Stored data entries
___

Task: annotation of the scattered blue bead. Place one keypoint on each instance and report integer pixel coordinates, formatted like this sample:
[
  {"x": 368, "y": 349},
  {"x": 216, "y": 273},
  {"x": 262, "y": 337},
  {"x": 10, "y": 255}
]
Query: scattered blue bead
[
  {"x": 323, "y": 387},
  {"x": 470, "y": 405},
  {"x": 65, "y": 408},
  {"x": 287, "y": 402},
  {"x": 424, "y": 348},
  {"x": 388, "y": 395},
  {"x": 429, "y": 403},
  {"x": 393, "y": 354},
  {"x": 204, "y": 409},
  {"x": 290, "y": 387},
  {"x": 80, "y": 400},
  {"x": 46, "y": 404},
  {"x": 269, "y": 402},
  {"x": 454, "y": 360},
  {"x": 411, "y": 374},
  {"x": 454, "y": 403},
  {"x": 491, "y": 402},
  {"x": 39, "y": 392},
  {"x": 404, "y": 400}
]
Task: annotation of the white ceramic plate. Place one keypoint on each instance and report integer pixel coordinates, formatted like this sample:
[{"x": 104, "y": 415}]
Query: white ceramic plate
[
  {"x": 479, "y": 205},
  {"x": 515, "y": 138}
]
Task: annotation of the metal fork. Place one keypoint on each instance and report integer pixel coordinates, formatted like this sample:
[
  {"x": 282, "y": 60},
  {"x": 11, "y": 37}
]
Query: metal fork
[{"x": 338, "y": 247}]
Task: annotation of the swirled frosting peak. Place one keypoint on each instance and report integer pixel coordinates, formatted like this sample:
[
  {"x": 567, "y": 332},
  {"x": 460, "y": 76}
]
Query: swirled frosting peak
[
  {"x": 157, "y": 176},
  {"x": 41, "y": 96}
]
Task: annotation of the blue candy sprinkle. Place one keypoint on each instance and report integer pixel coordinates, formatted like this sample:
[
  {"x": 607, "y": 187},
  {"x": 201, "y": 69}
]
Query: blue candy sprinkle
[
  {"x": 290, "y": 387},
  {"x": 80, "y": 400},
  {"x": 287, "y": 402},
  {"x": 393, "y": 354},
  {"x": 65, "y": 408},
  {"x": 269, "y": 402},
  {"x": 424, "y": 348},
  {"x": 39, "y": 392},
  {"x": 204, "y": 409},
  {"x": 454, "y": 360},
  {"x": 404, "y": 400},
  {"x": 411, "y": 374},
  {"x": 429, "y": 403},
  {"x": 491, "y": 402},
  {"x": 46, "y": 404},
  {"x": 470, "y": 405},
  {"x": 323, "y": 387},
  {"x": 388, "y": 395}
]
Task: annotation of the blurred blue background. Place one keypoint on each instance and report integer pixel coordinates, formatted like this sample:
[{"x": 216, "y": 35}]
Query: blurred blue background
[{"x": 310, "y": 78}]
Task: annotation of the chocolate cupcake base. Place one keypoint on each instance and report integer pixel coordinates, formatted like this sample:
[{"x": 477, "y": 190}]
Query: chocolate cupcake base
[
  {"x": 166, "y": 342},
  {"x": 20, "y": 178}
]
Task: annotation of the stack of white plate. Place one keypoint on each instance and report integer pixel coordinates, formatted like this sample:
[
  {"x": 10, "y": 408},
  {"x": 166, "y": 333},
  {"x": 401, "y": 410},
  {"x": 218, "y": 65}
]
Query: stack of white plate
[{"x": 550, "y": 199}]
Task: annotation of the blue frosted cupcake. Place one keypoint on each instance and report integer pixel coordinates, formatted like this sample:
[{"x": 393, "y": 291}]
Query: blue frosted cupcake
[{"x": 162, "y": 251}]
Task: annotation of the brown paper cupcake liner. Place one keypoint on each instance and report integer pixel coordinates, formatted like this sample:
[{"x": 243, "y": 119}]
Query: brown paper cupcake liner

___

## Directions
Reproduce every line of the data above without any changes.

## Task result
Task: annotation of the scattered blue bead. Place one keypoint on each instance and report integer pixel coordinates, formatted like this sample:
[
  {"x": 368, "y": 349},
  {"x": 216, "y": 273},
  {"x": 262, "y": 337},
  {"x": 10, "y": 255}
]
Query: scattered blue bead
[
  {"x": 323, "y": 387},
  {"x": 470, "y": 405},
  {"x": 65, "y": 408},
  {"x": 287, "y": 402},
  {"x": 424, "y": 348},
  {"x": 388, "y": 395},
  {"x": 429, "y": 403},
  {"x": 393, "y": 354},
  {"x": 204, "y": 409},
  {"x": 290, "y": 387},
  {"x": 80, "y": 400},
  {"x": 46, "y": 404},
  {"x": 269, "y": 402},
  {"x": 454, "y": 360},
  {"x": 411, "y": 374},
  {"x": 454, "y": 403},
  {"x": 491, "y": 402},
  {"x": 39, "y": 392},
  {"x": 404, "y": 400}
]
Task: annotation of the white ceramic plate. Place one keypoint on each instance and report integer pixel coordinates, formatted like this sample:
[{"x": 104, "y": 415}]
Query: white ceramic plate
[
  {"x": 479, "y": 205},
  {"x": 515, "y": 138}
]
Task: annotation of the metal fork. Place one keypoint on each instance and report integer pixel coordinates, formatted like this sample:
[
  {"x": 282, "y": 60},
  {"x": 11, "y": 37}
]
Query: metal fork
[{"x": 338, "y": 247}]
Task: annotation of the swirled frosting peak. Place one keypoint on each instance and report integer pixel coordinates, formatted like this sample:
[
  {"x": 567, "y": 332},
  {"x": 460, "y": 76}
]
Query: swirled frosting peak
[
  {"x": 157, "y": 176},
  {"x": 41, "y": 96}
]
Task: annotation of the blue candy sprinkle. Place one keypoint on each instance and report integer pixel coordinates, formatted like this sample:
[
  {"x": 607, "y": 187},
  {"x": 201, "y": 69}
]
Query: blue candy sprinkle
[
  {"x": 290, "y": 387},
  {"x": 80, "y": 400},
  {"x": 287, "y": 402},
  {"x": 393, "y": 354},
  {"x": 65, "y": 408},
  {"x": 269, "y": 402},
  {"x": 424, "y": 348},
  {"x": 39, "y": 392},
  {"x": 204, "y": 409},
  {"x": 454, "y": 360},
  {"x": 404, "y": 400},
  {"x": 411, "y": 374},
  {"x": 429, "y": 403},
  {"x": 491, "y": 402},
  {"x": 46, "y": 404},
  {"x": 470, "y": 405},
  {"x": 323, "y": 387},
  {"x": 388, "y": 395}
]
Task: annotation of the blurred blue background. Place one keypoint on each instance and report integer pixel coordinates, formatted like this sample:
[{"x": 216, "y": 35}]
Query: blurred blue background
[{"x": 310, "y": 78}]
Task: annotation of the chocolate cupcake base. Place one keypoint on each instance and report integer pixel coordinates, formatted like this sample:
[{"x": 477, "y": 190}]
Query: chocolate cupcake base
[
  {"x": 166, "y": 342},
  {"x": 20, "y": 178}
]
Task: annotation of the stack of white plate. Place one keypoint on each instance and report integer pixel coordinates, formatted like this sample:
[
  {"x": 10, "y": 408},
  {"x": 166, "y": 333},
  {"x": 401, "y": 410},
  {"x": 218, "y": 65}
]
Query: stack of white plate
[{"x": 550, "y": 199}]
Task: annotation of the blue frosted cupcake. Place one keypoint on each instance and report integer pixel coordinates, formatted like this sample:
[{"x": 393, "y": 291}]
Query: blue frosted cupcake
[{"x": 162, "y": 251}]
Task: annotation of the brown paper cupcake liner. Place one keypoint on each instance and report integer pixel coordinates, formatted like this sample:
[{"x": 243, "y": 119}]
Query: brown paper cupcake liner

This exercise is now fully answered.